Exercise description
The lines below, from the first through the one containing "point(206, 11)", are to be given again exactly, with pictures left out and nothing added.

The data
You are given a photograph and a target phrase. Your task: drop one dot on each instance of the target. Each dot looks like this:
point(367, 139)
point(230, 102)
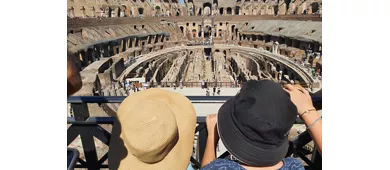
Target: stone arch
point(109, 10)
point(315, 7)
point(158, 9)
point(200, 12)
point(71, 12)
point(237, 10)
point(119, 12)
point(140, 11)
point(207, 8)
point(229, 11)
point(194, 33)
point(207, 31)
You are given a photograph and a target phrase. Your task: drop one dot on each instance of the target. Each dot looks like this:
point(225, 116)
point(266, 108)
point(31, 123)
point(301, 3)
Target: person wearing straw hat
point(254, 127)
point(154, 130)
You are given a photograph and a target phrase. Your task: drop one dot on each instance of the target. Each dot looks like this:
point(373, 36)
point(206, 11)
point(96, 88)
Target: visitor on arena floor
point(154, 129)
point(73, 77)
point(254, 127)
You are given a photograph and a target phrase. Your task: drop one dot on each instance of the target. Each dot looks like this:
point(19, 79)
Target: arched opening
point(194, 33)
point(229, 11)
point(119, 12)
point(207, 31)
point(109, 12)
point(315, 7)
point(140, 11)
point(207, 52)
point(220, 33)
point(277, 67)
point(237, 10)
point(276, 9)
point(287, 2)
point(207, 8)
point(215, 2)
point(158, 10)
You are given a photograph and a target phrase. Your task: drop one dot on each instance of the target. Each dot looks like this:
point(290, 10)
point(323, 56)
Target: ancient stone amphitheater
point(168, 41)
point(221, 42)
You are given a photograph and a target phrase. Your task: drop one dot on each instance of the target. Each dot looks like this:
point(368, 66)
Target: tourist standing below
point(154, 129)
point(73, 77)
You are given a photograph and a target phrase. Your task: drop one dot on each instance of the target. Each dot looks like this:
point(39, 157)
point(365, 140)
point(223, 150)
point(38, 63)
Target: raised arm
point(212, 139)
point(302, 100)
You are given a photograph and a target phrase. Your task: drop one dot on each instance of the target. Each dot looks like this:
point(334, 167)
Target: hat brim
point(246, 151)
point(119, 157)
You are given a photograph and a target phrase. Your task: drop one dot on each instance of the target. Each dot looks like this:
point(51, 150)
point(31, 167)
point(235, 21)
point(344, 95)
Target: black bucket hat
point(254, 124)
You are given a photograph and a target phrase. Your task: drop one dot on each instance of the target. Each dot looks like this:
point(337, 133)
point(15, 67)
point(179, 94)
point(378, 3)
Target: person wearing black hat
point(254, 127)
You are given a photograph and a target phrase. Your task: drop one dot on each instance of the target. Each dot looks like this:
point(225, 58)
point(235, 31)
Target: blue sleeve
point(292, 164)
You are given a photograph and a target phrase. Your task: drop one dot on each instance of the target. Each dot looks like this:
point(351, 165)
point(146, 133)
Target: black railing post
point(316, 159)
point(80, 111)
point(202, 139)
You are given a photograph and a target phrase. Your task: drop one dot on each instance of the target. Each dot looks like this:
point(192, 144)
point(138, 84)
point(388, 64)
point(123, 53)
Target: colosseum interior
point(168, 42)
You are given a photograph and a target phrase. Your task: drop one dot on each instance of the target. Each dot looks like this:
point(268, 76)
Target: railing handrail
point(193, 99)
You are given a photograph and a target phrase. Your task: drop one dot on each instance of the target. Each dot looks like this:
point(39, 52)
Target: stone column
point(105, 51)
point(275, 48)
point(134, 42)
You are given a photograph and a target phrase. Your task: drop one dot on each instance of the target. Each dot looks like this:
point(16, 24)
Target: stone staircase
point(111, 108)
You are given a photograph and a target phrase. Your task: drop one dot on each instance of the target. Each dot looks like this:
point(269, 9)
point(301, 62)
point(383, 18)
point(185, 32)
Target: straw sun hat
point(154, 130)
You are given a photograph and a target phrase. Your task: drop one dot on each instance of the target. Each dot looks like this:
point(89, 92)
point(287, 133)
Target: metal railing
point(90, 127)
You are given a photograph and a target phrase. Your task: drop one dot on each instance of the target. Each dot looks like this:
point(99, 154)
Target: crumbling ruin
point(167, 43)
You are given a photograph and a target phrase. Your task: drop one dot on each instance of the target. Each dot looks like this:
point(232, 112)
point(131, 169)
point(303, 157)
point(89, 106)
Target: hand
point(211, 123)
point(300, 97)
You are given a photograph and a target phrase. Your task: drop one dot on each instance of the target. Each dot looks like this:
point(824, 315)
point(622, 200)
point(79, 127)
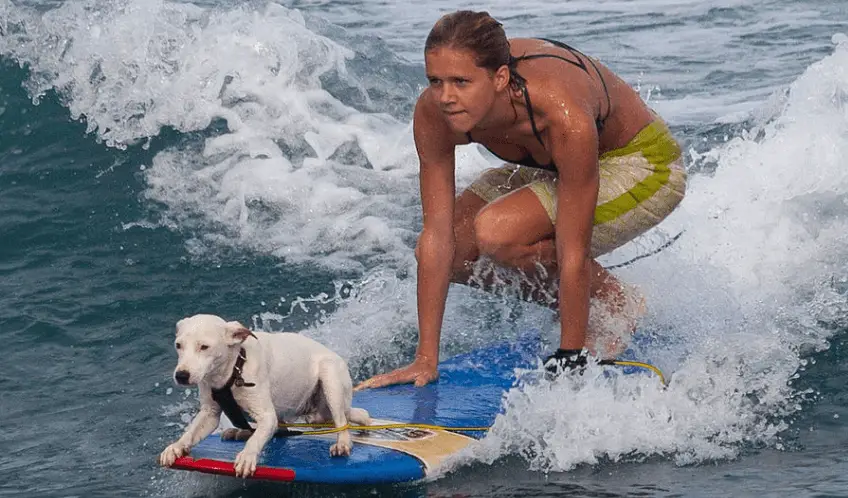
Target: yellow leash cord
point(330, 429)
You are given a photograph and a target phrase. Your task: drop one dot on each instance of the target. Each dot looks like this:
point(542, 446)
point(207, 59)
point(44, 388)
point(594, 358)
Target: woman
point(590, 167)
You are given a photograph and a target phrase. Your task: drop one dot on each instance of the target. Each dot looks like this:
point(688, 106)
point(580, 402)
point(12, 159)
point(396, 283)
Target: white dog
point(283, 375)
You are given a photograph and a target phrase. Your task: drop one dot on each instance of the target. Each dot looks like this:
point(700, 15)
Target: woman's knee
point(489, 235)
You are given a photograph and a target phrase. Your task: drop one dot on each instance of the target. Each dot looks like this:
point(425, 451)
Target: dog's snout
point(182, 377)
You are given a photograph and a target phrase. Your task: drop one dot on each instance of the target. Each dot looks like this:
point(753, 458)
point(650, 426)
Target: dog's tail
point(358, 416)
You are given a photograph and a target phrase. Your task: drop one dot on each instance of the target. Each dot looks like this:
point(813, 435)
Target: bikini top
point(599, 122)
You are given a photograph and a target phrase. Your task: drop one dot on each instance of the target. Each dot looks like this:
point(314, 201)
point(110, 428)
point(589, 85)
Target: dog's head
point(206, 345)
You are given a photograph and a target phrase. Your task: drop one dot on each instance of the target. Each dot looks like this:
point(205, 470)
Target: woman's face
point(464, 92)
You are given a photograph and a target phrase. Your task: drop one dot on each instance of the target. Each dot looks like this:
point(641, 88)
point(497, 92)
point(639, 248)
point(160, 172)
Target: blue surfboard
point(468, 394)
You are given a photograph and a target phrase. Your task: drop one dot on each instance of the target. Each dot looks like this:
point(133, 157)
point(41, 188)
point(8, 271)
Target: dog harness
point(224, 396)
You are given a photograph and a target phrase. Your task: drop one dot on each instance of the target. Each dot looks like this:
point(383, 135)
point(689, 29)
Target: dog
point(280, 377)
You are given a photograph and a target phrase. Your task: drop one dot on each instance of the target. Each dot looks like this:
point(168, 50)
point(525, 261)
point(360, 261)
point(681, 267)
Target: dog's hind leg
point(338, 393)
point(359, 416)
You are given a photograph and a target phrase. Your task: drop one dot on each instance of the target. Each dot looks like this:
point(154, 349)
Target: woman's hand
point(420, 372)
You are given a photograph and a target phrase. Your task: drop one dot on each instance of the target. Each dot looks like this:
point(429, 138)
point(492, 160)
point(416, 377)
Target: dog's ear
point(179, 325)
point(237, 333)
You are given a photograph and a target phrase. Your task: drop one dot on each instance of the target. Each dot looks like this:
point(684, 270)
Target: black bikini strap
point(579, 63)
point(530, 115)
point(606, 90)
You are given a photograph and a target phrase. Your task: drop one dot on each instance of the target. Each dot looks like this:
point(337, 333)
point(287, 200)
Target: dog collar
point(224, 395)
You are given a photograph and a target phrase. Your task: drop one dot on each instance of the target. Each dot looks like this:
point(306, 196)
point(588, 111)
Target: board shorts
point(640, 184)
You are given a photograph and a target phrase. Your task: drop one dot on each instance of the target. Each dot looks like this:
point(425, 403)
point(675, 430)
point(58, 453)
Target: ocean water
point(254, 160)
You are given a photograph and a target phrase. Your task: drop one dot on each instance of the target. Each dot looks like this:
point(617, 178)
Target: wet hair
point(479, 33)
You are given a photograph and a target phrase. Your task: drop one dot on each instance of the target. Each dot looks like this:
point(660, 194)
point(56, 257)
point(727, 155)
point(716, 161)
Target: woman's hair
point(477, 32)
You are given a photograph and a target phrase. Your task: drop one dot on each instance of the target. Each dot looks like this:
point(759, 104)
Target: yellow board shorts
point(640, 184)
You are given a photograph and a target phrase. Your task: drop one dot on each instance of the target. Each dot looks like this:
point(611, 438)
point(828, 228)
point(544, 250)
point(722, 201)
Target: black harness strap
point(224, 396)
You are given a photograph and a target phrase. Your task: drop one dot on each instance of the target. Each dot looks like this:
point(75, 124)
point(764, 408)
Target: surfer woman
point(588, 167)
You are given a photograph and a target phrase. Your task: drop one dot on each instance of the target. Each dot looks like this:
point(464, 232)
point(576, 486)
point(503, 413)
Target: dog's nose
point(181, 376)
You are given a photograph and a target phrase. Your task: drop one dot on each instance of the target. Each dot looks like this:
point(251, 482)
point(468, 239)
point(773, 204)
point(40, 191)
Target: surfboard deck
point(468, 394)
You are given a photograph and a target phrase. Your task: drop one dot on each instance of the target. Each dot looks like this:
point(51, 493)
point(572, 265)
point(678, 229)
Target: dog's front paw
point(342, 446)
point(171, 453)
point(234, 434)
point(245, 463)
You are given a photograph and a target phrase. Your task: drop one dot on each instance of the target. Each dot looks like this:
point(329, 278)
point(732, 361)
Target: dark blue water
point(95, 270)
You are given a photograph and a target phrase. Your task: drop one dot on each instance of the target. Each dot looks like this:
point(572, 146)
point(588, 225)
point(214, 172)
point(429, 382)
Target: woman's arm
point(574, 148)
point(435, 144)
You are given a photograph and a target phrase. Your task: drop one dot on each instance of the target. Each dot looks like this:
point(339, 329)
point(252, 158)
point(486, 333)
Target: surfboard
point(467, 395)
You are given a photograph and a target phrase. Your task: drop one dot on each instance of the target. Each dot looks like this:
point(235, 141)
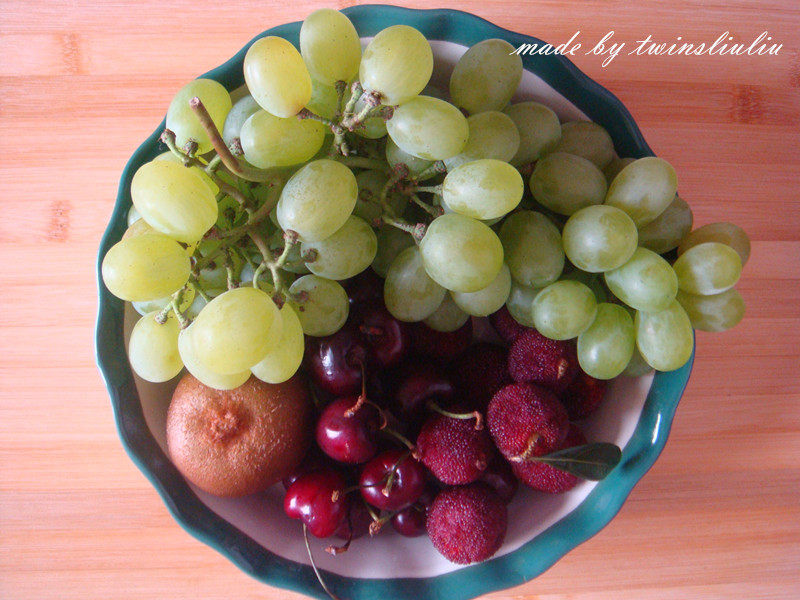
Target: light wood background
point(82, 83)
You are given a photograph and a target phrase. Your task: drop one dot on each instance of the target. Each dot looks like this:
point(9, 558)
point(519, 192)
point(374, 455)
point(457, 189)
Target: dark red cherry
point(347, 431)
point(319, 501)
point(392, 480)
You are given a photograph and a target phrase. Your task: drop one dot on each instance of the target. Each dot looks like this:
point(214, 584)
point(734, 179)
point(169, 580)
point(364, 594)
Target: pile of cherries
point(401, 434)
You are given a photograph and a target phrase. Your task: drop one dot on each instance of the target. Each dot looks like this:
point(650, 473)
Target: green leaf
point(591, 461)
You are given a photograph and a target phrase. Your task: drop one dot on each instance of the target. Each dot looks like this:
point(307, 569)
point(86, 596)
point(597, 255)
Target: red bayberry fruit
point(467, 523)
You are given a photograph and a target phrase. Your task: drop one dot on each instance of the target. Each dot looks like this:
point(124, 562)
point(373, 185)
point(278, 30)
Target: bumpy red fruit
point(543, 477)
point(454, 451)
point(526, 420)
point(583, 396)
point(479, 373)
point(506, 326)
point(467, 524)
point(534, 358)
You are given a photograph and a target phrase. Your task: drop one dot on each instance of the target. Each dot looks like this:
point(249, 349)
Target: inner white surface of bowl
point(261, 516)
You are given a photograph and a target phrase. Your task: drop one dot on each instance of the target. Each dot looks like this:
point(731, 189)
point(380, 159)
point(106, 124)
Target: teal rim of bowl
point(515, 568)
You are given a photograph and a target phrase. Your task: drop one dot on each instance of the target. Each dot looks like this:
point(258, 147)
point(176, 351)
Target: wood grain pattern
point(82, 83)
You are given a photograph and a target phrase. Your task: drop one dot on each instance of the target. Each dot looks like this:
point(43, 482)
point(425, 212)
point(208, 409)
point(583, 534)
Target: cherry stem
point(314, 566)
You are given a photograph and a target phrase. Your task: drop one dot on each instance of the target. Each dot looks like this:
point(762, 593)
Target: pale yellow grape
point(145, 267)
point(325, 305)
point(346, 253)
point(236, 330)
point(646, 282)
point(206, 376)
point(391, 242)
point(669, 228)
point(183, 121)
point(483, 189)
point(533, 248)
point(428, 128)
point(599, 238)
point(270, 141)
point(664, 338)
point(723, 233)
point(277, 77)
point(460, 253)
point(317, 200)
point(492, 134)
point(588, 140)
point(486, 76)
point(713, 313)
point(539, 130)
point(396, 155)
point(174, 200)
point(330, 46)
point(153, 348)
point(520, 303)
point(397, 63)
point(708, 268)
point(566, 183)
point(448, 317)
point(644, 189)
point(606, 348)
point(564, 309)
point(284, 359)
point(409, 292)
point(488, 300)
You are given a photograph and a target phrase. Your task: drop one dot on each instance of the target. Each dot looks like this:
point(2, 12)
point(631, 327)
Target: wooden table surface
point(83, 83)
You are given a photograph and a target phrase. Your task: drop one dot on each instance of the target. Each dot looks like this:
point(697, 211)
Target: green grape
point(599, 238)
point(606, 348)
point(492, 134)
point(668, 229)
point(613, 168)
point(488, 300)
point(174, 200)
point(330, 46)
point(409, 293)
point(395, 156)
point(344, 254)
point(397, 63)
point(539, 130)
point(664, 338)
point(145, 267)
point(277, 77)
point(520, 303)
point(461, 254)
point(148, 306)
point(483, 189)
point(587, 140)
point(284, 359)
point(323, 306)
point(708, 268)
point(391, 242)
point(563, 310)
point(533, 248)
point(153, 348)
point(713, 313)
point(646, 282)
point(183, 121)
point(428, 128)
point(723, 233)
point(486, 76)
point(206, 376)
point(566, 183)
point(236, 330)
point(269, 141)
point(644, 189)
point(448, 317)
point(317, 200)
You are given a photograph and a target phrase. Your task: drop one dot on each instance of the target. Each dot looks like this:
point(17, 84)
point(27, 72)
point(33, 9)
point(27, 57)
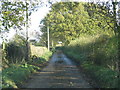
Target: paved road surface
point(61, 72)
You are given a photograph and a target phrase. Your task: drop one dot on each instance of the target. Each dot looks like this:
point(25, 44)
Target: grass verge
point(15, 75)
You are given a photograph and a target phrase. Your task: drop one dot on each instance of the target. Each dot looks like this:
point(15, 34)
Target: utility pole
point(117, 32)
point(27, 46)
point(48, 37)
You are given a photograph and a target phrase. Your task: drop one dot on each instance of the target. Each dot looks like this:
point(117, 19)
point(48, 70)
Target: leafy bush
point(16, 74)
point(16, 50)
point(98, 57)
point(105, 77)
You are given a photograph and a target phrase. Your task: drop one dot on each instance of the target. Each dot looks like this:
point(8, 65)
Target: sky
point(38, 15)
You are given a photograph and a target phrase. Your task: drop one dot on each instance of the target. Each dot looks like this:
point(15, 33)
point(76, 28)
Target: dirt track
point(61, 72)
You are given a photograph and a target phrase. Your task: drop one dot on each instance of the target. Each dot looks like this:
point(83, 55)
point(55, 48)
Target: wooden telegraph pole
point(117, 30)
point(48, 38)
point(27, 46)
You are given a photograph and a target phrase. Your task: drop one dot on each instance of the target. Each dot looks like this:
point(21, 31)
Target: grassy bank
point(16, 74)
point(97, 56)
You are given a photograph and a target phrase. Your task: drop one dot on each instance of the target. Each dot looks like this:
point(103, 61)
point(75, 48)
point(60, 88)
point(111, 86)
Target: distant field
point(37, 50)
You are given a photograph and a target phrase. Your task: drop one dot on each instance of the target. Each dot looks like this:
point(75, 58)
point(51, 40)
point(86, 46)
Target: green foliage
point(98, 57)
point(105, 77)
point(16, 50)
point(69, 20)
point(12, 14)
point(14, 76)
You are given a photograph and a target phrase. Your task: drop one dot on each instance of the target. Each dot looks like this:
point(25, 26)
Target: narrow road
point(61, 72)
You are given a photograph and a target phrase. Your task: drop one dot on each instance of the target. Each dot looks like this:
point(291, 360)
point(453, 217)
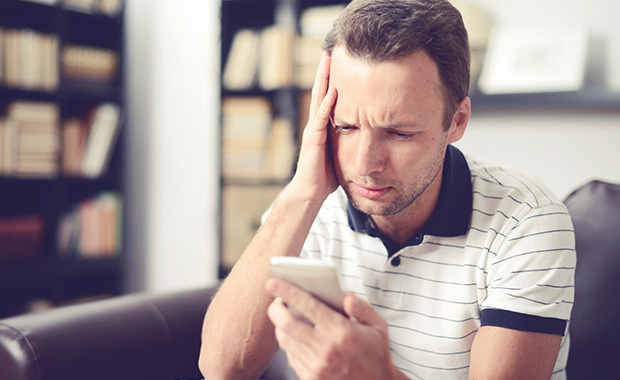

Exercise answer
You are given a photograph and a target phrase. Your task: drop one dot on each instance of the target. Each dot looks like this:
point(367, 139)
point(230, 102)
Target: stone arch
point(109, 10)
point(315, 7)
point(158, 9)
point(200, 12)
point(71, 12)
point(237, 10)
point(119, 12)
point(140, 11)
point(207, 8)
point(229, 11)
point(194, 33)
point(207, 31)
You are given a photograph and a target phrase. Your task: drop one dot on each instance of the target. Each dot looks like this:
point(225, 116)
point(266, 108)
point(31, 123)
point(301, 3)
Target: person wearing straw hat
point(254, 127)
point(154, 130)
You are given a photograph and a target phrase. Your task: drop one dot on each instance of the target. Each dot looks like this:
point(373, 36)
point(206, 11)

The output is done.